Records from a dataset
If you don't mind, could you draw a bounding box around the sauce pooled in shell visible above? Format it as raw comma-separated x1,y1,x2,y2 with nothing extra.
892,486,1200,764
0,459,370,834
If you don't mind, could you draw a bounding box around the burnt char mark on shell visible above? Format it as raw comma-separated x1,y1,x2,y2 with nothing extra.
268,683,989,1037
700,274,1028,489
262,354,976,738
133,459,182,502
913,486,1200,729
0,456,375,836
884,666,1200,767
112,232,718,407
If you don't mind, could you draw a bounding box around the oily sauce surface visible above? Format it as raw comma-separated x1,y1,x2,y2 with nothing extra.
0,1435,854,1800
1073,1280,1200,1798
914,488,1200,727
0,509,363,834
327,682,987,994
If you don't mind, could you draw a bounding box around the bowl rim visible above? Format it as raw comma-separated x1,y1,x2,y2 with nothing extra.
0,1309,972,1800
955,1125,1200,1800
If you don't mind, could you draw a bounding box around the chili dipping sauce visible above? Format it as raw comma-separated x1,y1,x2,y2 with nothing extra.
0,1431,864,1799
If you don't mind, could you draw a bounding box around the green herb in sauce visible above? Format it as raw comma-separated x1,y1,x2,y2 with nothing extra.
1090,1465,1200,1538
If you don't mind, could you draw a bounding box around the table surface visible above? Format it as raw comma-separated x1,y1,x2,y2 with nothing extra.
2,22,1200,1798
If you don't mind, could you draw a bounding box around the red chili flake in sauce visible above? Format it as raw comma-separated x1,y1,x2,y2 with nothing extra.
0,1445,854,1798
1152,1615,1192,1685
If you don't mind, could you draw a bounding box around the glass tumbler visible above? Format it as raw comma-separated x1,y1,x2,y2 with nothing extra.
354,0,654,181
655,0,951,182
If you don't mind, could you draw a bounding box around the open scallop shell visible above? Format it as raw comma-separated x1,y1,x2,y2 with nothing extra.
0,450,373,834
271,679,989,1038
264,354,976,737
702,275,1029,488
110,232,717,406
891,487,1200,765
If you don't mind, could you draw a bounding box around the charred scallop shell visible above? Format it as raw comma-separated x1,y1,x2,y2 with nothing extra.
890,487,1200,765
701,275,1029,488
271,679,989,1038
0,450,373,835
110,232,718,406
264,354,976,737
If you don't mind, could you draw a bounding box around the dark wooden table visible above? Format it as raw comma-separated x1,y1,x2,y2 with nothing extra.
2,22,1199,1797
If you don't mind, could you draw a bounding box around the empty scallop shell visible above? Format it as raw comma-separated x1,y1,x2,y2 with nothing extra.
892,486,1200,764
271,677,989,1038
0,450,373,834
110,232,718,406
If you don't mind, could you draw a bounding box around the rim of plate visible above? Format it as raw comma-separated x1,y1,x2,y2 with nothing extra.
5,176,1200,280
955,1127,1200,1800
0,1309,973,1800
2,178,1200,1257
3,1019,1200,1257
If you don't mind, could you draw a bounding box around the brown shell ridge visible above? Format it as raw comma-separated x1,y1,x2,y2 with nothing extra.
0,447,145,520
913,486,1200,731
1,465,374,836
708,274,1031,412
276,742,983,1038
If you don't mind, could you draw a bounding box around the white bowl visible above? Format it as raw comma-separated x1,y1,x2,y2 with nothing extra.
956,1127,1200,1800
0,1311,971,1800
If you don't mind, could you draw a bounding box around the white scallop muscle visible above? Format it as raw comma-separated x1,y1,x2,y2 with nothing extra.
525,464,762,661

Task instructions
Repeat the data precisely, line by line.

Task solution
If you don't mind, could you draw a bounding box around the sauce pooled in shell visible above? Format it as raw comma-separated x1,y1,x2,y2 with nothing extra.
892,486,1200,764
0,459,370,834
If you don't mind, could you draw a bounding box around the burnt char mark on shell visible above? Format it as raw comma-separated x1,y1,x2,y2 with nothing extra.
268,683,989,1037
700,274,1028,489
262,354,976,738
133,459,182,502
913,486,1200,729
0,456,375,836
884,666,1200,767
112,232,718,407
If you don't mind, could you draw a bounding box around the oily sauce surface visible above? Format it as raw comma-separated x1,y1,x2,y2 with nothing extra.
0,1435,854,1800
1073,1280,1200,1798
914,488,1200,727
0,509,363,834
327,682,987,994
If you don't mind, could you draw a bounding box around the bowl rim visible above? Format it as raw comma-separated x1,y1,x2,y2 with nothing extra.
0,1309,972,1800
955,1125,1200,1800
If you don't mind, could you draw a bounding box around the chili dipping sauce visible above? Format it as raw comma-separated x1,y1,x2,y2 with nothing extra.
0,1431,864,1799
If you don't mind, could you draw a bounding box around the green herb in sauce visible above? Format it as raw comma-separated x1,y1,x2,y2 with nothing extra.
1090,1465,1200,1538
If you don't mind, could you draw a bounding box around the table surface visible above? Format it as raw comma-separated x1,y1,x2,y2 with nothing extra.
2,22,1200,1798
If you don't mind, could you draw a bounding box around the red chili flake in sauce visible above? Format it as raw comma-separated x1,y1,x2,y2 with nothing extra.
0,1445,854,1798
1152,1615,1192,1685
If you don't mind, could you draw a bounding box around the glass tumbler visible above? Format it as raw comma-separated x1,y1,x2,y2 with nothing extra.
354,0,654,181
655,0,951,182
If you don't mind, could you draw a bounding box around the open scallop shell visible above? Format it as raw comma-separated x1,y1,x2,y2 with nothing extra.
0,450,373,834
271,679,989,1038
264,354,976,737
702,275,1029,488
110,232,717,406
891,487,1200,765
If you don't mind, could you draw a bounding box around the charred scallop shell visible above? Format it as raw comma-separated x1,y1,x2,y2 with nothing extra.
890,487,1200,765
701,275,1029,488
271,679,989,1038
0,450,373,835
110,232,718,406
264,354,976,737
If you don't mind, could you draw a bounding box around the dark wooden table visible above? Format it as raw comma-separated x1,y1,x2,y2 with nothing extra.
2,22,1199,1797
If you don't mind, could you draw a bounding box around the empty scallop shell visible above? Format it as raw comma-separated x1,y1,x2,y2 with nothing extra.
892,486,1200,764
271,677,989,1038
0,450,373,834
110,232,718,406
If you don't mind, could you draw a bounding box around the rim of plate visible above? Format it as raw comma-separated x1,y1,x2,y2 with nothing extra.
5,176,1200,280
955,1127,1200,1800
0,1309,973,1800
2,178,1200,1257
3,1019,1200,1257
If you don't mind, could you draw a bounding box around the brown shell ridge visible above? Format it as raw comma-separated x1,y1,x2,y2 with nothing extra.
0,447,145,520
913,486,1200,731
1,465,374,836
708,274,1031,412
276,742,983,1038
If you don't mind, could you draw a bounding box around the white bowl visible above? Format it as raw comma-separated x1,y1,x2,y2 with nothing extra.
956,1127,1200,1800
0,1311,971,1800
If you don't mind, could you draw a bounding box around the white scallop muscle visible above? Format it as raw comma-separated x1,y1,x2,y2 with nothing extra.
525,464,762,661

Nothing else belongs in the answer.